▸ **本文の抜粋**:
.....
JRA「走ります。楽しみな馬です」福永祐一“大絶賛”の3歳馬が大変身!? かつての「重賞1番人気馬」がトンネル脱出したワケ
4日の阪神競馬場で行われた8R・3歳上1勝クラスは、福永祐一騎手の2番人気グロリアムンディ(牡3歳、栗東・大久保龍志厩舎)が優勝。昨年10月の新馬戦以来、嬉しい2勝目を挙げた。
11頭で争われたダート2000m戦。今回が初めてのダート戦となった本馬だが、走り慣れた芝スタートで好発すると、道中は好位外目を追走。3・4コーナーで馬なりのまま進出を始めて、直線入口で先頭へ躍り出ると、後は後続を離す一方で4馬身差の快勝劇を演じた。
1年2ヶ月ぶりの勝利に福永騎手は「もともと力のある馬ですし、いいレースをしてくれました。今日でも抜け出してからは気を抜いていたほど。強かったですね」と、パートナーを褒め称えた。
福永騎手が話す通り、同馬は騎手やファンなどから「高い能力を持った馬」と認識されていた。京都芝2000mの新馬戦では、大外に持ち出されると1頭だけ違う脚色で、鮮やかに差し切り勝ち。当時の福永騎手は「走ります。楽しみな馬です。次は重賞を使ってもいいくらいです」と、太鼓判を押していた。
福永騎手の進言を信じてか2戦目に選んだのが、デビュー戦の6週間後に行われた京都2歳S(G3)。後に重賞を制するラーゴムやワンダフルタウンなどの好メンバーが揃ったなか、グロリアムンディは新馬戦のパフォーマンスを評価されて単勝3.8倍の1番人気に支持された。
まずまずのスタートを切り、2戦目ながらタイトなレースの流れに乗っていたが、勝負所で他の馬に被されて、外へ出せず。直線は窮屈なインコースを通らざるを得ない状況となり、懸命に脚を伸ばすも4着に敗れた。レース後の福永騎手は「うまく乗ることができず、申し訳ありません」と、自身の非を認めるようなコメントを残している。
.....
▸ **記録一覧**:
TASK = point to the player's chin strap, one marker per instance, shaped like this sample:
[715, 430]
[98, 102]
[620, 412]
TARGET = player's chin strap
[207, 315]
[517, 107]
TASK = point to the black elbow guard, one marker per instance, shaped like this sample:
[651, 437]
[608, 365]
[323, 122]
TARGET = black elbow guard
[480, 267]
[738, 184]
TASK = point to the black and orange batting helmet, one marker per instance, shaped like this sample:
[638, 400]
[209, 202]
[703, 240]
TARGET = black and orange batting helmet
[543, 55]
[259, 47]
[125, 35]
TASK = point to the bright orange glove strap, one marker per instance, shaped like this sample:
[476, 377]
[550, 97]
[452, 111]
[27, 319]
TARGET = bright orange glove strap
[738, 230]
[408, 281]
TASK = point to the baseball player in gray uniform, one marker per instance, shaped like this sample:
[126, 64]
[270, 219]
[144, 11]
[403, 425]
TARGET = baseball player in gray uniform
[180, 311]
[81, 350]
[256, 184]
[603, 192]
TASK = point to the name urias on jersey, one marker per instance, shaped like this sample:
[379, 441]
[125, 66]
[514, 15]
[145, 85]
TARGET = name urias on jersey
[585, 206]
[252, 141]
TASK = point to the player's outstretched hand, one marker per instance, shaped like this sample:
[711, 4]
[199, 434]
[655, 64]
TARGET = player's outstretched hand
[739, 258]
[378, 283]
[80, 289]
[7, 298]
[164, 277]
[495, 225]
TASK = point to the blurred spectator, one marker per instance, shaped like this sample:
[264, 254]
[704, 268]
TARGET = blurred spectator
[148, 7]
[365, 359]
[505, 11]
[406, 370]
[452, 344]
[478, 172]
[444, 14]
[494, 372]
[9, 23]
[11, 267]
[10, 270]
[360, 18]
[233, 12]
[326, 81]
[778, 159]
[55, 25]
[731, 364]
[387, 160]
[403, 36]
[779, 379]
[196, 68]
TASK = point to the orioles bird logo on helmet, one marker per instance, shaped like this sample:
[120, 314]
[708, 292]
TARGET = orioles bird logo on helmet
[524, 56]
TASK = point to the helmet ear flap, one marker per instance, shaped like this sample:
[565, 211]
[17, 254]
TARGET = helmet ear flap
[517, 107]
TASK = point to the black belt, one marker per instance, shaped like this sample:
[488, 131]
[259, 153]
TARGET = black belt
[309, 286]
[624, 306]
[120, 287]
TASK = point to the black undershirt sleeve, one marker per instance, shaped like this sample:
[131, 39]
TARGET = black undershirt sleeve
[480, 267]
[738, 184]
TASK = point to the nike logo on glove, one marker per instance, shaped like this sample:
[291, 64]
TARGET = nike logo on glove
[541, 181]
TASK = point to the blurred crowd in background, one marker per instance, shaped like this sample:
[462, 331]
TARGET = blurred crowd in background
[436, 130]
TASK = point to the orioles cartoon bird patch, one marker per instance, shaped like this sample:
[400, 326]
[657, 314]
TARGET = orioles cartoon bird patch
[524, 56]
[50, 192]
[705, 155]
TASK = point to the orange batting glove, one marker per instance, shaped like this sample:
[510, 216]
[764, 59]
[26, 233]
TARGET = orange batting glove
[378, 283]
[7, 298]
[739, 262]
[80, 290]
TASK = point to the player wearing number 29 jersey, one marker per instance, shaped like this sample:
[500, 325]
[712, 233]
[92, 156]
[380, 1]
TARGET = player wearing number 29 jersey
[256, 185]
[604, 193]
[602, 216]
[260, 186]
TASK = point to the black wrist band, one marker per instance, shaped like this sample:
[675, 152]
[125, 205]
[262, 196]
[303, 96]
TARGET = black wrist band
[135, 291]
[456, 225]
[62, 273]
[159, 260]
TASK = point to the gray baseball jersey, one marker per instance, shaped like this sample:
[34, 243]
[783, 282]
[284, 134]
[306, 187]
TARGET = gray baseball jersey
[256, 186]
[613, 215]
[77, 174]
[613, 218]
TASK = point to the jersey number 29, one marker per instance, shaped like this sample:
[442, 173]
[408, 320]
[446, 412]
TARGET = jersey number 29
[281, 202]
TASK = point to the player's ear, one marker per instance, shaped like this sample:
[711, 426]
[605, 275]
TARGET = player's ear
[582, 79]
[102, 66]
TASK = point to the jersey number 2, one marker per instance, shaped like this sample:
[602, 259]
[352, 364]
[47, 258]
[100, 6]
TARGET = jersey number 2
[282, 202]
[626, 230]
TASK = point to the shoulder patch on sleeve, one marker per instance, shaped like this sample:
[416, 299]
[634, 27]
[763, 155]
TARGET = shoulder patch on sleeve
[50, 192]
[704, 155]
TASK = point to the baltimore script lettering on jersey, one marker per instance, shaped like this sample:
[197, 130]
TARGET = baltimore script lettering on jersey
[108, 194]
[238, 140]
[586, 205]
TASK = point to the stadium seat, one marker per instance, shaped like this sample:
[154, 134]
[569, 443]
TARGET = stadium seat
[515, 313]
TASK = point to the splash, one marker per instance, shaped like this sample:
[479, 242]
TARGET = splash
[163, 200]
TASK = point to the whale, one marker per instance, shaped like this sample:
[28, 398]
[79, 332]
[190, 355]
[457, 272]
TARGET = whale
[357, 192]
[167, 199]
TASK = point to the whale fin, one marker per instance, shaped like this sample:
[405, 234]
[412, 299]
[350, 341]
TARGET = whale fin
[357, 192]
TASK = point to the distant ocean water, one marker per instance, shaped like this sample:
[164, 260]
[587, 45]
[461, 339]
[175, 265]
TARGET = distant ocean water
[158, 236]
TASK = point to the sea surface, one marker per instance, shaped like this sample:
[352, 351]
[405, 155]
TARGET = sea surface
.....
▸ **課題の内容**:
a: 競馬記事の本文で「11頭で争われた」から始まる段落を、主な事実を残したまま箇条書きにまとめてください。
b: 競馬記事の本文を「JRA「走ります。楽しみな馬」から始めて「で4馬身差の快勝劇を演じた。」まで書き、その中の「グロリアムンディ」をすべて「同馬」に変えてください。
c: 競馬記事の続きを、本文の最後の文の後から書いてください。

▸ **解答欄**:
a:
- 11頭で争われたダート2000mのレースだった。
- 本馬にとっては初めてのダート戦だった。
- 走り慣れた芝スタートで好発し、道中は好位の外目を追走した。
- 3・4コーナーで馬なりのまま進出を始め、直線入口で先頭に立った。
- その後は後続を離す一方で、4馬身差の快勝を収めた。

b:
JRA「走ります。楽しみな馬です」福永祐一“大絶賛”の3歳馬が大変身!? かつての「重賞1番人気馬」がトンネル脱出したワケ
4日の阪神競馬場で行われた8R・3歳上1勝クラスは、福永祐一騎手の2番人気同馬(牡3歳、栗東・大久保龍志厩舎)が優勝。昨年10月の新馬戦以来、嬉しい2勝目を挙げた。
11頭で争われたダート2000m戦。今回が初めてのダート戦となった本馬だが、走り慣れた芝スタートで好発すると、道中は好位外目を追走。3・4コーナーで馬なりのまま進出を始めて、直線入口で先頭へ躍り出ると、後は後続を離す一方で4馬身差の快勝劇を演じた。

c:
敗れたとはいえ、スムーズなレースができていれば重賞を勝っていたかもしれない。それゆえ、同馬は3戦目以降も常に1、2番人気に推されるほど、1勝馬ながら注目される馬となった。しかし、京都2歳Sの敗戦を機に長いトンネルへ入ることになる。
「福永騎手が全レース騎乗していることからも、グロリアムンディが高い能力を秘めていることは間違いないと思います。しかし、掴みどころがなく、なかなか勝ち切れない印象があります。
そして、未勝利が続く状況に騎手もモヤモヤしているのでしょうか。3走前、4走前のレース後には『申し訳ないです』と謝罪していますね」(競馬記者)
自身が惚れ込む素質ながら、それを生かし切れないことを歯がゆく思ったのだろうか。それでも福永騎手はグロリアムンディの可能性を信じて、騎乗し続けることを選んだ。それが今回の圧勝に繋がったのかもしれない。
芝・ダートの違いはあったかもしれないが、福永騎手がデビュー戦から絶賛していた大物候補が一変した。今後の動向からも目が離せない1頭になりそうだ。
(文=坂井豊吉)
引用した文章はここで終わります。